Why I am an amoral, family-hating monster…and Newt Gingrich isn't

Today is my wedding anniversary. I've been married to the same woman for 31 years, without ever straying. Newt Gingrich has been married 3 times, divorced one wife while she was recovering from surgery, and has had extra-marital affairs.

Guess who is considered the defender of traditional sexual morality?

It's a strange situation where the political party with more ex-wives than candidates, that houses and defends a disturbingly amoral network of fundamentalist operators is regarded as the protector of the sanctity of the family. They're anything but.

I think I understand, though — it doesn't matter what you do, all that matters is what you say. The Republicans support a version of marriage that rests on tradition, authority, and masculine dominance, and everything they do props up one leg of the tripod or the other. Public piety reinforces religious tradition; the insistence that there is one true form of marriage, between a man and a woman, which represents a legal and social commitment is part of the authoritarian impulse; and of course, if a man steps out of the matrimonial bounds, it's an expression of machismo and patriotism and entitlement.

There's no question at times of my life, partially driven by how passionately I felt about this country, that I worked far too hard and that things happened in my life that were not appropriate. And what I can tell you is that when I did things that were wrong, I wasn't trapped in situation ethics, I was doing things that were wrong, and yet, I was doing it. I found that I felt compelled to seek God's forgiveness.

Gingrich was cheating on his wife, but it's OK — because he also tells us that it was wrong and inexcusable, and then he wraps it all up in God and country to make excuses for it. Hypocrisy is acceptable as long as the right words are said to reinforce the public face of propriety.

Now look at those dirty rotten hippies, like me. We say the ties between a couple should be made with respect and affection, not the strictures of law and precedent; letting gays marry, for instance, strengthens the public approval of our kinds of bond, while weakening the authoritarian bonds. Our ideal is a community of equals, while theirs is a hierarchy of power, a relic of Old Testament values in which marrying a woman was like buying a camel, a certification of ownership, and nothing must compromise the Big Man's possession of properties.

If we strip marriage of the asymmetry of power, as we must if we allow men to marry men and women to marry women, then we also strip away the man and wife, dominant and submissive, owner and owned, master and servant relationship that characterizes the conservative view of marriage. This is what they want to preserve, and this is what they are talking about when people like Gingrich echo those tired phrases about "Judeo-Christian values" and complain that their "civilization is under attack". And it is, when we challenge their right to treat one partner, so-called, as chattel.

================

**TASK DETAILS**
Reproduce the part of the text on Newt Gingrich and marriage that begins with the words "Gingrich was cheating" and ends after "face of propriety.".

================

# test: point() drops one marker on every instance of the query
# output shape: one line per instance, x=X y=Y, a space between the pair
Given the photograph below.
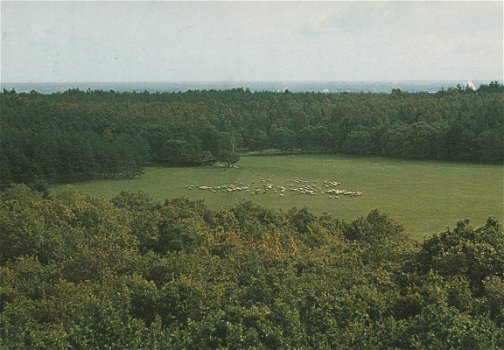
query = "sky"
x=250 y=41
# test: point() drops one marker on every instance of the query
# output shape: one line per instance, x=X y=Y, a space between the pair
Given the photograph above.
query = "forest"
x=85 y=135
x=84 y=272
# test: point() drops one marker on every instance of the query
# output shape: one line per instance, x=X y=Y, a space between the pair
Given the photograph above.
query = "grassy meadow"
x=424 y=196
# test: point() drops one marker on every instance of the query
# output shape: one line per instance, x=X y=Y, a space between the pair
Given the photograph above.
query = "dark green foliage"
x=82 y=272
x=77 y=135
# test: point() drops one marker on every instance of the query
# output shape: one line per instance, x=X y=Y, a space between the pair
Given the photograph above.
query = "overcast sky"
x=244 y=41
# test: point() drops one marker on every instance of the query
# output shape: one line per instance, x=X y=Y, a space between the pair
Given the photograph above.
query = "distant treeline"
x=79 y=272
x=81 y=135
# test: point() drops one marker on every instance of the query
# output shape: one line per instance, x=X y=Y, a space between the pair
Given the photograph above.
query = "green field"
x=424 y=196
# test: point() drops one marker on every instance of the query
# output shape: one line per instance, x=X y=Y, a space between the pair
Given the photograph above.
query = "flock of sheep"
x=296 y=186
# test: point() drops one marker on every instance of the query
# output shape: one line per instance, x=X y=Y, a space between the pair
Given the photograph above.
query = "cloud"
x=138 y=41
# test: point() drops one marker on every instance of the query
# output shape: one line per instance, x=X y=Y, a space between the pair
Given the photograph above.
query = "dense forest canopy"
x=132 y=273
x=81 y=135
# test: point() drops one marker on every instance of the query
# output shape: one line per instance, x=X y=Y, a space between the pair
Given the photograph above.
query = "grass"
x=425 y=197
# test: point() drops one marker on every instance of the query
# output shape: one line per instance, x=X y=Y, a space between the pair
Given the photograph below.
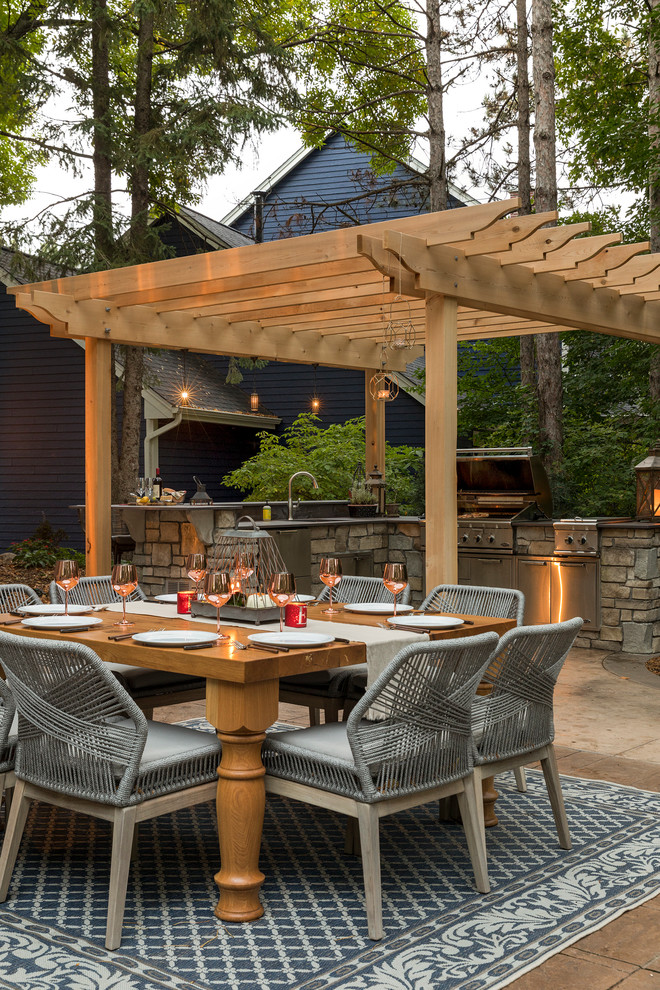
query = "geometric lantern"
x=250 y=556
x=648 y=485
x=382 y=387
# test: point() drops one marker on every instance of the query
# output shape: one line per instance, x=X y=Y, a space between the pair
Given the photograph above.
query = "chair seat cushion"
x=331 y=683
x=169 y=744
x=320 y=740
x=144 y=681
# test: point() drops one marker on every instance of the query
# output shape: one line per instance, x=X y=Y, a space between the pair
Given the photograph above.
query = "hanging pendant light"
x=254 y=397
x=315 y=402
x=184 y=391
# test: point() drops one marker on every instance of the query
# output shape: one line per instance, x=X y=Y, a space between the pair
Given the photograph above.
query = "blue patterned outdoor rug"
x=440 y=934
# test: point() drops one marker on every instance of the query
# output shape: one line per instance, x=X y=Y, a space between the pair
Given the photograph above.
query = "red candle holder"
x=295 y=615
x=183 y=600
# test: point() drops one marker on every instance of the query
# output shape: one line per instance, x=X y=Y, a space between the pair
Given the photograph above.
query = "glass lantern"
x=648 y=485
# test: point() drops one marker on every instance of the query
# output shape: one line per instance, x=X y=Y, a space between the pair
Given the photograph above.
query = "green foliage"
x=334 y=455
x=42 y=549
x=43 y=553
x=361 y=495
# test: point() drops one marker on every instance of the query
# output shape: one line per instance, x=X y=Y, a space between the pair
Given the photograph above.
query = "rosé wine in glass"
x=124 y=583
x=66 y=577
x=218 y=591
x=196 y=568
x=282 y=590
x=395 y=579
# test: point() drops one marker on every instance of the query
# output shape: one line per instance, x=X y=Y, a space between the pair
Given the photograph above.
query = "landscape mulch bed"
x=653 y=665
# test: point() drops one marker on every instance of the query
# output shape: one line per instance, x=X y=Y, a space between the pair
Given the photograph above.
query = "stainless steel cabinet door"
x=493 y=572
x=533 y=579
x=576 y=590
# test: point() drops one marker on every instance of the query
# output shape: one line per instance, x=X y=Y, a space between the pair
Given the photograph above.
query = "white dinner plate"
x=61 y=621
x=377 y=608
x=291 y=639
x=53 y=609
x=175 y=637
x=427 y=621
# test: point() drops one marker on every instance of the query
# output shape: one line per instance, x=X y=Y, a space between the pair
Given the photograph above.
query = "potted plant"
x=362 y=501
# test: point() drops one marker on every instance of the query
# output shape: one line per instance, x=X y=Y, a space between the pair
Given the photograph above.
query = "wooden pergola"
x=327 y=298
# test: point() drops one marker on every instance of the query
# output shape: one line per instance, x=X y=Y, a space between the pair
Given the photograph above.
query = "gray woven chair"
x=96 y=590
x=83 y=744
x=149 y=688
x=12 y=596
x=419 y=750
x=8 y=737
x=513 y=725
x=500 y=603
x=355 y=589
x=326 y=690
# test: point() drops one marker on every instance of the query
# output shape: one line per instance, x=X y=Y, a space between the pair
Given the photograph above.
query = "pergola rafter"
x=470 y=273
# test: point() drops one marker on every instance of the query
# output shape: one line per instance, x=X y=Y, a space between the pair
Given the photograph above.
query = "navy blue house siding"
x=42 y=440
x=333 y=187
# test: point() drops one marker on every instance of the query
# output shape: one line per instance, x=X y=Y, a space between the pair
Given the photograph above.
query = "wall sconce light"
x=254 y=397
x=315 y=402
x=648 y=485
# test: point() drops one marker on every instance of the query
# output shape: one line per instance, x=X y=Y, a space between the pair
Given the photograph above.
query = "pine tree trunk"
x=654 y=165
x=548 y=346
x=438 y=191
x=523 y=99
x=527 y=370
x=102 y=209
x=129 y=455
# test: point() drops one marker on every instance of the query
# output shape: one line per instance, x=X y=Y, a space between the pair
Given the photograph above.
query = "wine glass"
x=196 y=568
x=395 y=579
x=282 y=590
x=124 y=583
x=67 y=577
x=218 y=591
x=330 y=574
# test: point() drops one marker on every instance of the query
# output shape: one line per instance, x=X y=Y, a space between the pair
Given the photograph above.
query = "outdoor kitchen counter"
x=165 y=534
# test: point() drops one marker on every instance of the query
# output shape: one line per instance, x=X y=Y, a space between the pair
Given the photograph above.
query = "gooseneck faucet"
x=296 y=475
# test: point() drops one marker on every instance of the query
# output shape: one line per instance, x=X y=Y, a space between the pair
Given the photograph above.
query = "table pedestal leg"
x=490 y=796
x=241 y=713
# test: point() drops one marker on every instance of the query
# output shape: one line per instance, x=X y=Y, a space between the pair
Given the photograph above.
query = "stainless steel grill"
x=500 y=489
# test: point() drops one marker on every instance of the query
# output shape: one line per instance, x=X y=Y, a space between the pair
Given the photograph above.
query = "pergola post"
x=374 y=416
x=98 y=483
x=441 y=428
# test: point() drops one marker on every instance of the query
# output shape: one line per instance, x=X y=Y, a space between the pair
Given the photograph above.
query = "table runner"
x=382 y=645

================

**YOUR RESPONSE**
Gingrich was cheating on his wife, but it's OK — because he also tells us that it was wrong and inexcusable, and then he wraps it all up in God and country to make excuses for it. Hypocrisy is acceptable as long as the right words are said to reinforce the public face of propriety.